# Instructions for the task:
Transcribe precisely those lines of the listing that fall between the line containing "Tag the ferris" and the last line, inclusive of both.

☆ ☆ ☆ ☆ ☆ ☆ ☆

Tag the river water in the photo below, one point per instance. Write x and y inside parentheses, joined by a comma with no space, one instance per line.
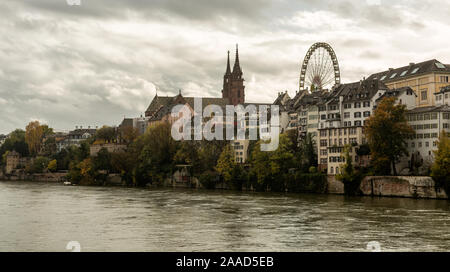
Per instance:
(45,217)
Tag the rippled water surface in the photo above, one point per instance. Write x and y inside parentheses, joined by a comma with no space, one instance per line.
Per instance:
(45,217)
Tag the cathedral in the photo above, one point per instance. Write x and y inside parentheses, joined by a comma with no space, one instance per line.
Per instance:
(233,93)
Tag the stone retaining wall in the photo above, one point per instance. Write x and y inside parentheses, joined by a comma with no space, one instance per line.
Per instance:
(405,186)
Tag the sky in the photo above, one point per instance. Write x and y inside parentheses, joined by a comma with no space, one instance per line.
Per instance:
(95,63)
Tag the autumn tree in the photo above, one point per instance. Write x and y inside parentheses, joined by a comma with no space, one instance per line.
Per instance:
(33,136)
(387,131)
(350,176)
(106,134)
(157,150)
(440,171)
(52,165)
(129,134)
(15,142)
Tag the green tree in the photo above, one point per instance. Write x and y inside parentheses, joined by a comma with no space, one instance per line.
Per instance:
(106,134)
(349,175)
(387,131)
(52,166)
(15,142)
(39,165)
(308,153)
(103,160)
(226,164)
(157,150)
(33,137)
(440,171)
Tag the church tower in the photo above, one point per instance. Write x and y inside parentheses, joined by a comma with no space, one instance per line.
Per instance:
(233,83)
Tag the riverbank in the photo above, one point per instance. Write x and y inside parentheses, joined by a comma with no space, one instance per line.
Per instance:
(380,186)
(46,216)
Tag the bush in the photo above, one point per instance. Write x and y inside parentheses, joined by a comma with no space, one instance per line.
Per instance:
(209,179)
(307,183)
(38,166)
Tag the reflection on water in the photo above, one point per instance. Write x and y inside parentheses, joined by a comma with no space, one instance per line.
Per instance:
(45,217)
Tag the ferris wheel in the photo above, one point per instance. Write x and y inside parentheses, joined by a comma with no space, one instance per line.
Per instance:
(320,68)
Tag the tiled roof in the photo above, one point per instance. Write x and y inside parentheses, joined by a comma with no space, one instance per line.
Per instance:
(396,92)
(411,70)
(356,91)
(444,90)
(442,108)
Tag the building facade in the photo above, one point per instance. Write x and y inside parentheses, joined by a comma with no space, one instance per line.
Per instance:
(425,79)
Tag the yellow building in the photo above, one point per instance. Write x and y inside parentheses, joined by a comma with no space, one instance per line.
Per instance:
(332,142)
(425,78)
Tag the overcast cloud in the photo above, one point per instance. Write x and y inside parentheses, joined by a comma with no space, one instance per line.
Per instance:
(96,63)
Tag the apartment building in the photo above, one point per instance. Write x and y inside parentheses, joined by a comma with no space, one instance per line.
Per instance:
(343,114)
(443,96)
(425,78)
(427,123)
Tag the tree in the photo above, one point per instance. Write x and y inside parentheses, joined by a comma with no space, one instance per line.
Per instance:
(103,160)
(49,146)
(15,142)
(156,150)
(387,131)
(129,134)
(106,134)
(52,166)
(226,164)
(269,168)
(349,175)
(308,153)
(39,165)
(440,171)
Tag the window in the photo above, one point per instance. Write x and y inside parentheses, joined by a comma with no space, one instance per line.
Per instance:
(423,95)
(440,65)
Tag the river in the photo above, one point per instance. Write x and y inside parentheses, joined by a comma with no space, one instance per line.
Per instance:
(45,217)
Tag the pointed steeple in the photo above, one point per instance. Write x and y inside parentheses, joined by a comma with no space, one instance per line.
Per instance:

☆ ☆ ☆ ☆ ☆ ☆ ☆

# Result of the task:
Tag the ferris wheel in the photo above, one point per instance. Write x and y inside parentheses, joined by a comma with no space, one instance per line.
Per instance:
(320,68)
Tag the tiled roof in the photo above, one point per instance. Write x and y inside parentheses, joined by a comma with no space, one instance per line.
Per instance:
(396,92)
(411,70)
(356,91)
(444,90)
(442,108)
Tag the building facade in the photo above, one point per instance. Write x and y inside parentheses, joined by a comma with no space, one instance per line.
Per instance:
(425,79)
Tag the yellow building in the photo above, one point per instance. Write x and y inside parentheses, joined by a comma with no space, one instance per line.
Per instance:
(332,142)
(425,78)
Tag the overcast cloud in the photo above, one point per instance. Write x and y inside parentheses, joined by a comma with no space, one instance per line.
Per instance:
(96,63)
Tag the apartment building in the photo above, one point per instance. Write x and y inside parentheses, joined by a comma with no space, one instance per line.
Per instance:
(343,114)
(443,96)
(425,78)
(427,123)
Tag the tree in the photo above, one point per instance. Write x and y inside parentheses, joined by a comma with no space, one instance per line.
Per instance:
(103,160)
(49,146)
(15,142)
(156,150)
(387,131)
(129,134)
(106,134)
(52,166)
(226,164)
(269,168)
(349,175)
(308,153)
(39,165)
(440,171)
Tag the window in the photo above, one point per instance. Write x and y inside parentheses, joined by a comma with no space, one instance per line.
Per instance:
(423,95)
(440,65)
Tag the river in the photo above, one point per instance. Write x and y inside parentheses, joined by a comma with no space, one instance per line.
Per instance:
(45,217)
Tag the pointed steeple in the photo above, one point per instance. Write x and y inside parentheses, joined by a comma with no space, one instance per line.
Per instance:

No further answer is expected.